Coordinate annotation records

........

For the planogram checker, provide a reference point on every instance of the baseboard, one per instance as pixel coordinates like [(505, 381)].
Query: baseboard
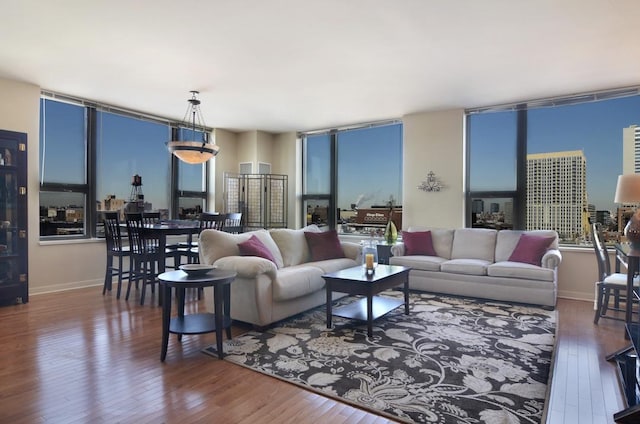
[(574, 295), (51, 288)]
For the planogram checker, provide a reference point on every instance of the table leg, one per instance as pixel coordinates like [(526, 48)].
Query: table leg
[(631, 271), (180, 295), (166, 320), (227, 307), (370, 315), (406, 295), (328, 289), (217, 306)]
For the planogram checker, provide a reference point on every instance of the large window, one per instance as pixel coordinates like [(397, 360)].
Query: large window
[(95, 158), (352, 171), (553, 164)]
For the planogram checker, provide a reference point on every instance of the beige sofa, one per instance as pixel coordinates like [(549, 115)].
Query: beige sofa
[(475, 263), (265, 292)]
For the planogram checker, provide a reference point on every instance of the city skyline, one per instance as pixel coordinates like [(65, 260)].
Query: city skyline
[(596, 128)]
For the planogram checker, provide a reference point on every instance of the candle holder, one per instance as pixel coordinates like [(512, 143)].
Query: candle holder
[(369, 256)]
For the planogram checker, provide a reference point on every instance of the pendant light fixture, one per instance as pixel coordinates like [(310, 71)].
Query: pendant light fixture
[(190, 150)]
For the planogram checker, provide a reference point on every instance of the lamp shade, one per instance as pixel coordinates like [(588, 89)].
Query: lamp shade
[(628, 189), (193, 152)]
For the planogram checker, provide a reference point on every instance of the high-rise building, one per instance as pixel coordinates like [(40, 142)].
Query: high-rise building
[(477, 206), (557, 193), (631, 150)]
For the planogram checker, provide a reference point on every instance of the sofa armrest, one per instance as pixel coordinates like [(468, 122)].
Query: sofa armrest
[(397, 249), (551, 259), (352, 250), (247, 266)]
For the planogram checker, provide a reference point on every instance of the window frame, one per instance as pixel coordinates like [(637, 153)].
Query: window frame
[(332, 196), (89, 188), (519, 196)]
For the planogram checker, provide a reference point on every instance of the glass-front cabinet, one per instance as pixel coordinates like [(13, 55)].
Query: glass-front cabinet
[(14, 286)]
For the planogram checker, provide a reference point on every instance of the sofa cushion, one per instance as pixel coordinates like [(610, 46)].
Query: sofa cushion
[(333, 265), (441, 238), (425, 263), (508, 239), (530, 249), (520, 270), (418, 243), (324, 245), (297, 281), (293, 244), (465, 266), (215, 244), (474, 243), (254, 247)]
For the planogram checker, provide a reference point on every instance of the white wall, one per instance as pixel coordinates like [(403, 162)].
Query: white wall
[(52, 266), (433, 142)]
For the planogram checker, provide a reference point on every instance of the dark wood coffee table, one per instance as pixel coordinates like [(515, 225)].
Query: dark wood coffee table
[(356, 281)]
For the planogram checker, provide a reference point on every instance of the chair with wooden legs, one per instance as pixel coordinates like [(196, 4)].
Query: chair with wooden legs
[(233, 223), (208, 221), (608, 283), (145, 255), (116, 250)]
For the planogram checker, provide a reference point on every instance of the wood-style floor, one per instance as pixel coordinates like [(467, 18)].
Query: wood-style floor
[(80, 357)]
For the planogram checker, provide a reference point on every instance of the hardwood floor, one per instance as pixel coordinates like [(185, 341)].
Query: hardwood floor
[(80, 357)]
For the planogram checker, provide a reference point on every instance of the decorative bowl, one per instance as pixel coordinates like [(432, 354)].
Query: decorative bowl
[(196, 269)]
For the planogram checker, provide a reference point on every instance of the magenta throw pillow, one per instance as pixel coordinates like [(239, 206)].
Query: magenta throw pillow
[(324, 245), (254, 247), (418, 243), (530, 249)]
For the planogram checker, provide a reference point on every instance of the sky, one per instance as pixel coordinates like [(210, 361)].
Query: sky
[(369, 168), (596, 128)]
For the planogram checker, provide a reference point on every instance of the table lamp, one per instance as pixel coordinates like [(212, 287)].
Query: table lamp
[(628, 191)]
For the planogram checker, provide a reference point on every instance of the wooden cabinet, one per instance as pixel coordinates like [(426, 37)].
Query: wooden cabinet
[(14, 287)]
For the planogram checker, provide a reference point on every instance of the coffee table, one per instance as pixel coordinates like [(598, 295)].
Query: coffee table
[(356, 281)]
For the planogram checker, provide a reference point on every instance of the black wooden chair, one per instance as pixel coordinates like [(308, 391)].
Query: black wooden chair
[(608, 283), (116, 250), (233, 223), (208, 221), (144, 254)]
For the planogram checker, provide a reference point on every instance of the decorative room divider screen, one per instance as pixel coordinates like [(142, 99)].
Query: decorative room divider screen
[(262, 199)]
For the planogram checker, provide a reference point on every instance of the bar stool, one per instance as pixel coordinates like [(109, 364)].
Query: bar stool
[(115, 250)]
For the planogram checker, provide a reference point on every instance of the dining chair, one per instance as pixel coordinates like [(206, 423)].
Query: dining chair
[(144, 253), (115, 250), (233, 223), (608, 283), (208, 221), (150, 217)]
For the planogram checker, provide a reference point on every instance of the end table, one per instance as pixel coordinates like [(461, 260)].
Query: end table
[(196, 323)]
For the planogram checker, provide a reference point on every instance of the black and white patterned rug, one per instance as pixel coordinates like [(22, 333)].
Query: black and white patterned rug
[(451, 360)]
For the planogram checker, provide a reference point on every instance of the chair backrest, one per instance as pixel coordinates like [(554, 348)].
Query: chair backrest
[(602, 255), (150, 217), (140, 242), (212, 221), (233, 223), (112, 232)]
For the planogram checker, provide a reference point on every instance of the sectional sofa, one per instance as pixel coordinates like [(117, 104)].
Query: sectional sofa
[(283, 280), (506, 265)]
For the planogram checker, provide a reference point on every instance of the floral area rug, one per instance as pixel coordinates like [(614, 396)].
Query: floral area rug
[(451, 360)]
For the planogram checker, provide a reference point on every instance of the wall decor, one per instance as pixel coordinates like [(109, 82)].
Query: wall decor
[(431, 183)]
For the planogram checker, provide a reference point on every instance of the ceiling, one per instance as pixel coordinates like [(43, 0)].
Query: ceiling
[(296, 65)]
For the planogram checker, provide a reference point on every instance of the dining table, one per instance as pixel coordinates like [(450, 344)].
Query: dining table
[(629, 256), (162, 229)]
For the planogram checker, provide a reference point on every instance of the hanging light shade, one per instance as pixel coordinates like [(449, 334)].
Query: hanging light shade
[(194, 151)]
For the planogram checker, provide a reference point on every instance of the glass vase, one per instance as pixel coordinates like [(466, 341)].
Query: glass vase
[(390, 232)]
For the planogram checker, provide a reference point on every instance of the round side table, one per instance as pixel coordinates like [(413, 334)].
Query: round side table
[(196, 323)]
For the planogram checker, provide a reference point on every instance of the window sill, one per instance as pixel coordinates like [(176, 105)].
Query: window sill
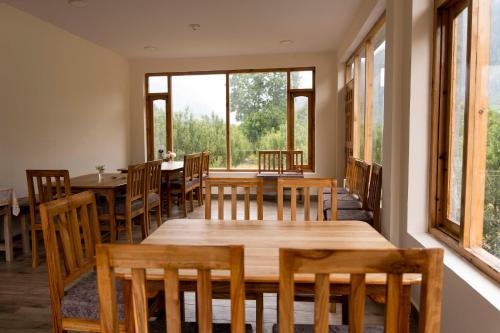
[(470, 274)]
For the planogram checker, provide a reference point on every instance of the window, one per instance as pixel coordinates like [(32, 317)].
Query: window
[(465, 181), (366, 68), (232, 114)]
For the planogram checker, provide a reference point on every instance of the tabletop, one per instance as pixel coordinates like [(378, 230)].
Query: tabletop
[(262, 240), (91, 181), (165, 166)]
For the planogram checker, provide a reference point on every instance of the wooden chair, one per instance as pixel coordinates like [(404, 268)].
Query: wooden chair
[(44, 186), (189, 182), (306, 184), (234, 183), (171, 259), (358, 263), (70, 231), (153, 202), (133, 204), (292, 162), (371, 212), (205, 170)]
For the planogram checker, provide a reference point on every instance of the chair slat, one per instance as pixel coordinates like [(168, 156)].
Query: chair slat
[(357, 303), (172, 302)]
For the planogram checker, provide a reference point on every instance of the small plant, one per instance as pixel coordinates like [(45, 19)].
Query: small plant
[(100, 168)]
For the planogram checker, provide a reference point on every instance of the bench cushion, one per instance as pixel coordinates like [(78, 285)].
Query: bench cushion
[(81, 300)]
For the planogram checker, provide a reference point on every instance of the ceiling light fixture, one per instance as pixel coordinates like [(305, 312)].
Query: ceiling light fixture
[(78, 3), (194, 26)]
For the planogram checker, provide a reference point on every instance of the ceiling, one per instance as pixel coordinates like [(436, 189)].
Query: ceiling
[(227, 27)]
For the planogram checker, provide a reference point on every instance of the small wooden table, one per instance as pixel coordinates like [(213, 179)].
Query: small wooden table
[(262, 240), (107, 187)]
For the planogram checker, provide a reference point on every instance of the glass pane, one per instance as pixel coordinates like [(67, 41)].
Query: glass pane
[(457, 119), (158, 84), (301, 121), (199, 107), (258, 115), (159, 126), (378, 95), (491, 223), (301, 80), (362, 106)]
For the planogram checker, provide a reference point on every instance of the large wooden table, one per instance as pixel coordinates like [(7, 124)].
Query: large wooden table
[(262, 240), (108, 186)]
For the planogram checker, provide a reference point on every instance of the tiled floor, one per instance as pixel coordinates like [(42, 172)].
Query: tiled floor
[(25, 302)]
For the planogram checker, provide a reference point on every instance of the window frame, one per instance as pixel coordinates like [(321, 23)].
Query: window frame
[(149, 97), (366, 45), (466, 238)]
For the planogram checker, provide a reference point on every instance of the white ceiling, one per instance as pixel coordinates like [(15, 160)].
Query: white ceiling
[(228, 27)]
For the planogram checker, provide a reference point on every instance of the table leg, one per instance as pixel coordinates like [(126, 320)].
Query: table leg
[(7, 235), (404, 310), (25, 233), (110, 199)]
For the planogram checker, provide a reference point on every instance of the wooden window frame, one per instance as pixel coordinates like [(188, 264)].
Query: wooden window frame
[(367, 45), (310, 92), (466, 239)]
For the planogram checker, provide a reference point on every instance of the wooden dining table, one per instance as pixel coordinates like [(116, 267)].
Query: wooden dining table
[(262, 241), (108, 186)]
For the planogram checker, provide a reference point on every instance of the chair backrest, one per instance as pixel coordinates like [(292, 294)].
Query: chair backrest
[(154, 176), (44, 186), (374, 195), (292, 161), (234, 183), (361, 180), (136, 182), (349, 173), (170, 258), (306, 184), (192, 166), (358, 263), (70, 232), (269, 161), (205, 164)]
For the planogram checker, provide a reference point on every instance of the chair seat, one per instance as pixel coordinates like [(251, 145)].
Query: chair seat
[(358, 215), (159, 326), (81, 300), (305, 328), (102, 206)]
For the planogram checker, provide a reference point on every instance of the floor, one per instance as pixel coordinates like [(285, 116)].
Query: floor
[(25, 302)]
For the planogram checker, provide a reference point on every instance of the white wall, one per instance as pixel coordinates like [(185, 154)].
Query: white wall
[(471, 301), (326, 98), (64, 101)]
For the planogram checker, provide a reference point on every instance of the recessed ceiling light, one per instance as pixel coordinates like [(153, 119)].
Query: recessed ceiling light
[(78, 3), (194, 26)]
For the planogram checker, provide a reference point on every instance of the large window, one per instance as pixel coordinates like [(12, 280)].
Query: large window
[(232, 114), (465, 182), (366, 69)]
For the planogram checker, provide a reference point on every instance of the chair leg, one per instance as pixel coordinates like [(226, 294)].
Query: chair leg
[(34, 248), (191, 200), (259, 313)]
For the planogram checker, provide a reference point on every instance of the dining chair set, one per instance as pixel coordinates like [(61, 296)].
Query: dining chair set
[(86, 294)]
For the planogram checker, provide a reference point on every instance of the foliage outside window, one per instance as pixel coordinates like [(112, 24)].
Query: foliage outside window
[(465, 182), (232, 114), (366, 68)]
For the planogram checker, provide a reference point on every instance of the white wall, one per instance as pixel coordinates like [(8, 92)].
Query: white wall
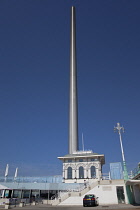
[(107, 195), (136, 189)]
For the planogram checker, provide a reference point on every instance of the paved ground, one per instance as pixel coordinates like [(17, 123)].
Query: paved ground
[(47, 207)]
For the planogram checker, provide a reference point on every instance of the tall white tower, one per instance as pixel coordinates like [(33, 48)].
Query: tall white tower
[(73, 104)]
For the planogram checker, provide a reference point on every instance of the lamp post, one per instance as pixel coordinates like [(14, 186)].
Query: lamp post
[(119, 129)]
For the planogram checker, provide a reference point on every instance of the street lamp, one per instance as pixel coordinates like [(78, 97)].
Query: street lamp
[(119, 129)]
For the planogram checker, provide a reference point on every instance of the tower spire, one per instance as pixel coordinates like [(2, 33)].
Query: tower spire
[(73, 104)]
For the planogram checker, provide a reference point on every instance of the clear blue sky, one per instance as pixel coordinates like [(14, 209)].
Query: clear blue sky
[(34, 81)]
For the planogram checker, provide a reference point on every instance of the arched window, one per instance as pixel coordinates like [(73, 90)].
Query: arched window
[(81, 172), (93, 172), (69, 173)]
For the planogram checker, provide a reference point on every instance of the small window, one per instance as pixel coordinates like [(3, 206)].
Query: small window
[(69, 175), (81, 172), (93, 172)]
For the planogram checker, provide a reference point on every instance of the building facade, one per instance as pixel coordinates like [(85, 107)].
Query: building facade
[(82, 166)]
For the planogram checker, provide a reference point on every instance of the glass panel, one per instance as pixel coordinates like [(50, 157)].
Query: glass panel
[(81, 172), (93, 172), (69, 173), (17, 194)]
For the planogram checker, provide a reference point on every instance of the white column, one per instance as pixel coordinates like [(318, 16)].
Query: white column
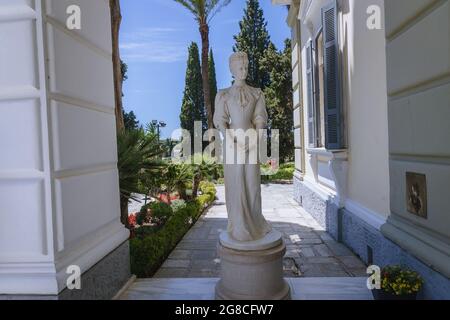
[(59, 195)]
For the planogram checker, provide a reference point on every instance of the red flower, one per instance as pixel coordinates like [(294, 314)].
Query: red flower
[(132, 220)]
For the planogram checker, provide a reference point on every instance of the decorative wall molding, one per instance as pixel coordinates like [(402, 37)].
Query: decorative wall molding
[(13, 13)]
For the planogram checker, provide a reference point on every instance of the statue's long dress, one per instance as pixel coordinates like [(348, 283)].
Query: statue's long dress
[(242, 108)]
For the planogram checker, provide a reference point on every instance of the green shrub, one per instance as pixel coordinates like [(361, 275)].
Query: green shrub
[(145, 231), (152, 245), (148, 253), (177, 205)]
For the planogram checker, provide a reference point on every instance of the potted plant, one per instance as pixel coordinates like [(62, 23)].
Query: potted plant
[(398, 283)]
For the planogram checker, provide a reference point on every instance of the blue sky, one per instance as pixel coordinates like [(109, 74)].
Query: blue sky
[(155, 35)]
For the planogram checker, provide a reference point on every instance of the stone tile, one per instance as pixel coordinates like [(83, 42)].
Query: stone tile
[(352, 262), (358, 272), (180, 254), (176, 263), (338, 249), (203, 254), (309, 248), (307, 252), (323, 250), (171, 273)]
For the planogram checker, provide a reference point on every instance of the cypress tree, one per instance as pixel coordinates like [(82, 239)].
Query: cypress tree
[(279, 97), (254, 39), (212, 79), (193, 107)]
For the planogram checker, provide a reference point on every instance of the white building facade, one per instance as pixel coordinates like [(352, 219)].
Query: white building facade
[(372, 105), (58, 165)]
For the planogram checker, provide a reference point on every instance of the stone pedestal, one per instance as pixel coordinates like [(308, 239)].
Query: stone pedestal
[(252, 270)]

........

### The request
Write out the rows again, requests included, between the line holding "like [(361, 275)]." and the line holding "[(279, 97), (254, 39), (212, 79), (193, 107)]", inclusive, and shift every coordinate in the answers by adding 10 to it. Keep the coordinates in the requests and their format samples unchanged.

### Full response
For the planogram checker, provide a reference point on every instance of the green shrub, one per instance as pixel coordinates like [(361, 275)].
Query: green shrub
[(155, 241), (162, 255), (158, 263), (187, 215)]
For the planogram checker, provide a reference point on every instance of the potted plant, one per instance as pixel coordinates like [(62, 23)].
Query: potted plant
[(408, 293)]
For the planogram checker, provide a reference point on every instance of the blue sky, one per instance as pixel coordinates like [(109, 74)].
Query: blue sky
[(165, 45)]
For the planogram checker, provide a reference point on every instance of the stone tile, one per instance as pixel coordinates like [(83, 42)].
Query: stone tile
[(362, 272), (368, 282), (190, 264), (186, 273), (348, 259), (213, 264), (319, 258), (317, 262), (333, 260), (181, 283)]
For the planogram checker, provide a reference point on every instance of the cypress tree, one per instance as pixel coordinates like [(82, 239)].
Query: cypress tree
[(289, 107), (264, 49), (222, 89), (203, 117)]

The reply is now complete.